Kasus penganiayaan pada AF di luar kuasanya. Penganiayaan pada pelaku pelecehan hingga berujung pada vonis hukuman lima bulan pada SM, ZV, dan JL membuatnya trauma untuk kali kedua. Belum juga sembuh dari kasus pelecehan, Yara, harus menanggung beban berat rasa bersalah.
“Yang pasti pascakejadian, setiap aku berada di kampus, sendirian, aku pasti selalu merasa enggak aman dan ada rasa was-was, takut kalau tiba-tiba enggak sengaja ketemu dia lagi (pelaku –red),” jelas Yara pada Rabu, (14/06/2023).
Setelah kasus pelecehan tersebut, Yara, menjadi bulan-bulanan. Sejumlah orang seolah tak peduli dengan posisinya sebagai korban pelecehan. Yara menjadi bahan cibiran di media sosial, ia juga mendapatkan spam chat dan spam telepon yang terus menghantuinya selama beberapa hari. Bahkan, Yara pernah ditampar oleh salah seorang yang tidak suka dengan cerita yang diungkapnya hingga menyebabkan ketiga rekannya itu dipenjara.

Blok Data ->
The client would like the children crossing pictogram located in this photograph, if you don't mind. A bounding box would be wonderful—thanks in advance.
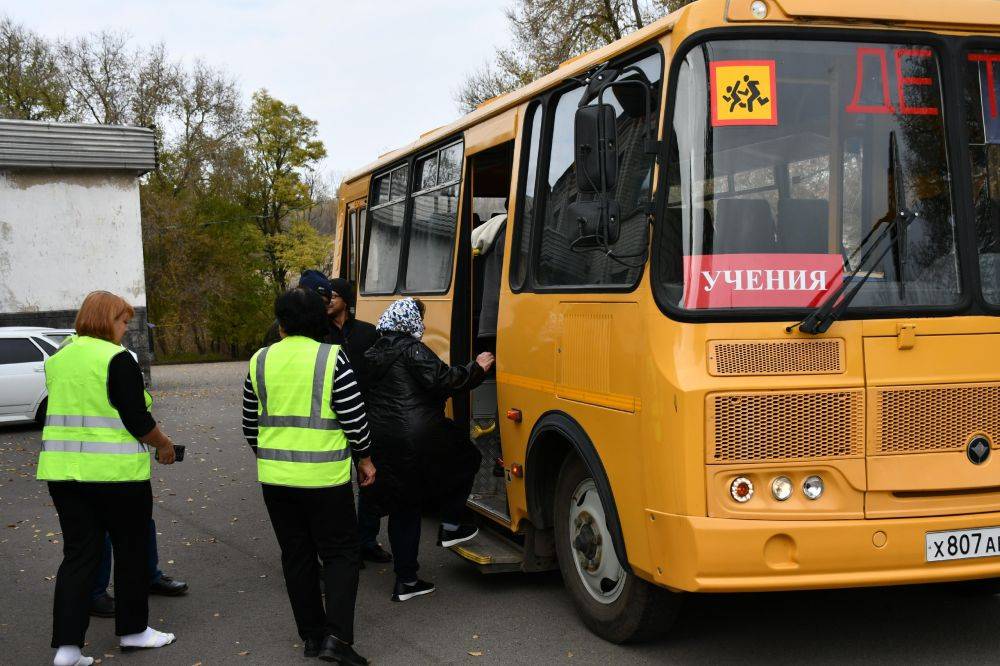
[711,60,778,126]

Latihan Soal ->
• a. Berdasarkan kutipan sumber, jelaskan mengapa Yara selalu merasa tidak aman dan was-was setiap kali sendirian di kampus.
• b. Salin persis bagian kutipan sumber di antara "Kasus penganiayaan pada" dan "pada Rabu, (14/06/2023).", termasuk kedua bagian itu.

Jawaban Tertulis ->
• a. Yara merasa tidak aman dan was-was karena takut tiba-tiba bertemu lagi dengan pelaku secara tidak sengaja.

• b.
Kasus penganiayaan pada AF di luar kuasanya. Penganiayaan pada pelaku pelecehan hingga berujung pada vonis hukuman lima bulan pada SM, ZV, dan JL membuatnya trauma untuk kali kedua. Belum juga sembuh dari kasus pelecehan, Yara, harus menanggung beban berat rasa bersalah.
“Yang pasti pascakejadian, setiap aku berada di kampus, sendirian, aku pasti selalu merasa enggak aman dan ada rasa was-was, takut kalau tiba-tiba enggak sengaja ketemu dia lagi (pelaku –red),” jelas Yara pada Rabu, (14/06/2023).